═════ Text shown
What’s the deal with dog crates? Why does everyone recommend them?
Dog crates are an easy and effective way to keep your dog confined while you are training them. For their own safety – and your sanity – dogs in training need to be confined or supervised at all times.
Crate Training When Not Home:
Chewing your furniture or belongings is frustrating for you, but it may also land your dog in the emergency room or worse. An ingested sock can easily cause an intestinal obstruction. So keeping your dog confined when you can’t be watching him, is the kindest thing you can do for him.
Crate Training While Potty Training:
When potty training your dog, it is crucial to keep them confined to prevent them from peeing inside your house. The biggest mistake new puppy and rescue dog parents make, is to give them too much freedom too soon. Much like a human child, they should only be given more privileges when they earn them and prove they are ready.
What not to do while crate training:
But it is easy to misuse a crate. Crates should not be used as a punishment, but rather as your dog’s “special place”. A dog’s crate should only be associated with positive experiences. Look at your dog’s crate not as a “cage” but as their den. Or better yet, think of it as their “man cave” or “she shed”. Their crate should be a fun, safe-haven for them.
Dogs are naturally den animals. They thrive on the comfort and security that a small enclosure provides. However, dens do not have doors. So only 1 out of 10 or 15 times that he goes in his crate do you actually shut the door on him, while training.
Crate training your dog – the right way.
Whether you are crate training a new puppy, rescue, or adult dog, these are the steps that work. But they depend on your consistency. So don’t overthink it. Have fun and make a game of it.
Everything good comes in the crate.
Feed your dog’s meals in the crate – preferably stuffed in a KONG toy. By ditching a feeding bowl for a KONG Classic or two, you are keeping your dog engaged longer and teaching him to love to play with his KONG. So even when it doesn’t have any food in it, he will still play with it.
The crate game.
Randomly run your dog to his crate and reward him with lots of praise and a treat, handful of kibble or a special toy when they run into it. Leave the door open and let him enjoy the reward in his crate. If you do shut the door, make sure to give him a KONG stuffed with yummy food. So you are redirecting and rewarding him for going into and hanging out in his crate.
══════════
═════ Material for the task
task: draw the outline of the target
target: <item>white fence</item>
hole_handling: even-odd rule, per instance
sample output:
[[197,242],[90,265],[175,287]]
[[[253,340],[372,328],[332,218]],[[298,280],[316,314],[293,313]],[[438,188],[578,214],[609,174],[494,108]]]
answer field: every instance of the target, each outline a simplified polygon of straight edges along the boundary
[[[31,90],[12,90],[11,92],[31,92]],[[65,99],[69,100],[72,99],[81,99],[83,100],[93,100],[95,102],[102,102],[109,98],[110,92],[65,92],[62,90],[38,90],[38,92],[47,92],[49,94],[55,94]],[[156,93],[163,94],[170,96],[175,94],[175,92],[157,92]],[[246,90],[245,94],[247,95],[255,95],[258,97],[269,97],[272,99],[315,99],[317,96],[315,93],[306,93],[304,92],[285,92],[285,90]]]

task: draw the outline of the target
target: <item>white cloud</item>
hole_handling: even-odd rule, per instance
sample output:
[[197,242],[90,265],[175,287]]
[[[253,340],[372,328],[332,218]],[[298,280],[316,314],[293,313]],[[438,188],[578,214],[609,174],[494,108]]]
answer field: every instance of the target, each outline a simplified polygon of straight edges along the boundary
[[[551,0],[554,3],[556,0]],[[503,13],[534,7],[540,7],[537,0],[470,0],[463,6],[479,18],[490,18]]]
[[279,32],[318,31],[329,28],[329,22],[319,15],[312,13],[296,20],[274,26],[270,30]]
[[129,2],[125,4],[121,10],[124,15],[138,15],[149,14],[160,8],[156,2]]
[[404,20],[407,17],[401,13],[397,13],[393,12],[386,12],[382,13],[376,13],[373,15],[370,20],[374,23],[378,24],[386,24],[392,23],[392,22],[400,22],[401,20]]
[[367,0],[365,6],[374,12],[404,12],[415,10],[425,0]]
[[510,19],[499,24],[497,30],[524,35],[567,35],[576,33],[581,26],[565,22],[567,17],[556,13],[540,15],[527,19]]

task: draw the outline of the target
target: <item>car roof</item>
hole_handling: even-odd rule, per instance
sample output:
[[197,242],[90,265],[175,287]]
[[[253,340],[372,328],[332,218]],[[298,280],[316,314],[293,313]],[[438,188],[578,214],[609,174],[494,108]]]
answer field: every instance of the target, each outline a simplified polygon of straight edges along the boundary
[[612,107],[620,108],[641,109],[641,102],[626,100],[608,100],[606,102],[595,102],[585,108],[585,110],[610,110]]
══════════
To-do list:
- A) Answer these questions from the text on crate training:
(i) What can an ingested sock easily cause?
(ii) What is the biggest mistake new puppy and rescue dog parents make?
(iii) During training, how often should the door actually be shut when the dog goes in his crate?
- B) Count the lines of the records that contain the string "item", matching case exactly, and reply with the number alone.

List of solutions:
- A)
(i) An intestinal obstruction.
(ii) Giving them too much freedom too soon.
(iii) Only 1 out of 10 or 15 times.

- B) 3